§ YOUR ASSIGNMENT
Nothing is to be left out: repeat every entry exactly as given.
##### GIVEN RECORDS
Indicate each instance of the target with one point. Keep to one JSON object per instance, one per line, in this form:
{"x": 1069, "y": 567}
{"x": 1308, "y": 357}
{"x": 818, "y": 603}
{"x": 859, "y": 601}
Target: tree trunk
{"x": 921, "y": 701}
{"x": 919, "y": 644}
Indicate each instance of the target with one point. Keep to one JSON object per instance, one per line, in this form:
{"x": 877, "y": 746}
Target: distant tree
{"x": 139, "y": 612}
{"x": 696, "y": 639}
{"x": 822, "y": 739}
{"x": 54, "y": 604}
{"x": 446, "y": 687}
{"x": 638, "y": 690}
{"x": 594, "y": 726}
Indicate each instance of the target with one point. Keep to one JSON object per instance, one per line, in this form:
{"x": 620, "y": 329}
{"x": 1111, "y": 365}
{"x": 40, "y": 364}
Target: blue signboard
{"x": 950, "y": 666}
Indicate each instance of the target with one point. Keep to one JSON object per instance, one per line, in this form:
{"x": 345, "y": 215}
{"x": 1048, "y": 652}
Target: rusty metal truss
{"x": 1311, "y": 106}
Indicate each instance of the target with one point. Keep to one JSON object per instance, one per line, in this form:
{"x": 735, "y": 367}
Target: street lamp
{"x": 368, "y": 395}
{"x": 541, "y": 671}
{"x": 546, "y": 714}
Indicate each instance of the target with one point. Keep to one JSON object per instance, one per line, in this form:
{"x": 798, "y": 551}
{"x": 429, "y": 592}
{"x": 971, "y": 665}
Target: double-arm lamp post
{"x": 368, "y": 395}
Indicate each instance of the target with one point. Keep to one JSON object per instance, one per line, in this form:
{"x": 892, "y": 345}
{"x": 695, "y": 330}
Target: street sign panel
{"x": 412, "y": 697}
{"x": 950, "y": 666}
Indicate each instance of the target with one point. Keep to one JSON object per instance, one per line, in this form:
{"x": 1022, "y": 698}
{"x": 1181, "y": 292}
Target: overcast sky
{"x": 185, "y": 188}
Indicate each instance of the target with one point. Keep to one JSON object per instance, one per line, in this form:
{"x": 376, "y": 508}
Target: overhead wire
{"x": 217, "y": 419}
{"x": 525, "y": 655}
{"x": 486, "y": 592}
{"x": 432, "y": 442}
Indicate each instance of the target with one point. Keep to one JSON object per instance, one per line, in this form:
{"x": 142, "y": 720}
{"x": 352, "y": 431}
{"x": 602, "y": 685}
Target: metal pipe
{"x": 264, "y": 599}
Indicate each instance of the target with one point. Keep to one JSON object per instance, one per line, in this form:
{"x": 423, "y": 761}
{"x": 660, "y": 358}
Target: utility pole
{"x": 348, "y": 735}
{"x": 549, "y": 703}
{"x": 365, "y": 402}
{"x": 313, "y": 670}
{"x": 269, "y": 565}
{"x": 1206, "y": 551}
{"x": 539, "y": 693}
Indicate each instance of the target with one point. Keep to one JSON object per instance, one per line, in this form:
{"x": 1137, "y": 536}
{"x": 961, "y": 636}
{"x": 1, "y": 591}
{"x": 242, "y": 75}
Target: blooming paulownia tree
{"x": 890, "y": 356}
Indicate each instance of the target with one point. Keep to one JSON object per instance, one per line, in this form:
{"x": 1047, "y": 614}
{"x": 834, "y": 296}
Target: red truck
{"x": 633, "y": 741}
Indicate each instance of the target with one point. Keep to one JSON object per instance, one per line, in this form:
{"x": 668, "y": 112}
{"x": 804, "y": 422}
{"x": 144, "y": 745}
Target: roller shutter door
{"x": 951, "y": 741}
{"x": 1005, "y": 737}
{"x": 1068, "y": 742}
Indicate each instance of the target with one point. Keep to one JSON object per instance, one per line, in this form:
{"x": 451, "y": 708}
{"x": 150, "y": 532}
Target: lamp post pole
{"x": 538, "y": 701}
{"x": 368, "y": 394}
##########
§ ANSWER
Indicate each instance of the target with one point. Keep to one JSON object per instance, one per line, in this form:
{"x": 1069, "y": 567}
{"x": 1308, "y": 357}
{"x": 818, "y": 603}
{"x": 859, "y": 601}
Target: tree trunk
{"x": 921, "y": 701}
{"x": 919, "y": 644}
Indicate each instance of the target with one point. Keep to one JSON object per instance, one per line, in this form:
{"x": 877, "y": 746}
Target: distant tree
{"x": 139, "y": 612}
{"x": 696, "y": 639}
{"x": 822, "y": 739}
{"x": 54, "y": 604}
{"x": 446, "y": 687}
{"x": 638, "y": 690}
{"x": 594, "y": 726}
Indicate each instance of the target with one point. Keep to one JSON object per instance, one per line, in this form:
{"x": 620, "y": 329}
{"x": 1111, "y": 365}
{"x": 40, "y": 364}
Target: blue signboard
{"x": 950, "y": 666}
Indicate each instance of the target with one point. Keep to one JSON object per instance, one per line, in this form:
{"x": 345, "y": 215}
{"x": 1048, "y": 652}
Target: rusty metal truss
{"x": 1311, "y": 106}
Indicate each instance of the target with one point. Keep to one JSON object per instance, one per line, in this form:
{"x": 735, "y": 367}
Target: street lamp
{"x": 368, "y": 395}
{"x": 541, "y": 671}
{"x": 546, "y": 714}
Indicate each instance of the target with one point. Keep to one JSON object per instance, one per line, in this form:
{"x": 798, "y": 551}
{"x": 429, "y": 592}
{"x": 971, "y": 665}
Target: double-arm lamp post
{"x": 368, "y": 395}
Indicate each instance of the target with one point. Keep to one JSON object per instance, one per line, in this form:
{"x": 892, "y": 345}
{"x": 695, "y": 330}
Target: street sign panel
{"x": 412, "y": 697}
{"x": 950, "y": 666}
Indicate each instance of the target with one point. Keep to one JSON object per instance, one per line, in this form:
{"x": 1022, "y": 698}
{"x": 1181, "y": 292}
Target: overcast sky
{"x": 185, "y": 188}
Indicate each instance of the target with one point. Keep to one JSON object per instance, one per line, in this form:
{"x": 376, "y": 508}
Target: overhead wire
{"x": 217, "y": 419}
{"x": 525, "y": 655}
{"x": 486, "y": 592}
{"x": 432, "y": 442}
Indicate each instance of the target with one point. Keep to one JSON object per instance, one per line, in this form:
{"x": 142, "y": 720}
{"x": 352, "y": 431}
{"x": 602, "y": 685}
Target: metal pipe
{"x": 264, "y": 599}
Indicate each instance of the target with one point. Keep to one JSON object per instance, one per line, in this form:
{"x": 423, "y": 761}
{"x": 660, "y": 358}
Target: utility pole
{"x": 348, "y": 735}
{"x": 549, "y": 703}
{"x": 365, "y": 402}
{"x": 313, "y": 670}
{"x": 269, "y": 565}
{"x": 1206, "y": 551}
{"x": 539, "y": 693}
Indicate each instance of the target with one point. Keep to one JSON object per instance, one per line, in this form:
{"x": 1137, "y": 536}
{"x": 961, "y": 636}
{"x": 1, "y": 591}
{"x": 242, "y": 75}
Target: blooming paulownia tree
{"x": 890, "y": 356}
Indicate each instance of the target with one point. Keep to one JSON object per instance, one per line, in this form:
{"x": 1047, "y": 614}
{"x": 834, "y": 296}
Target: red truck
{"x": 633, "y": 741}
Indicate each instance of the target with one point. Keep to one JSON object per instance, one per line, in this form:
{"x": 668, "y": 112}
{"x": 804, "y": 422}
{"x": 144, "y": 745}
Target: roller shutter door
{"x": 951, "y": 741}
{"x": 1005, "y": 737}
{"x": 1068, "y": 742}
Indicate each instance of the target with one point. Keep to one JSON object per instance, one per line, in this form:
{"x": 451, "y": 708}
{"x": 150, "y": 532}
Target: lamp post pole
{"x": 538, "y": 701}
{"x": 368, "y": 394}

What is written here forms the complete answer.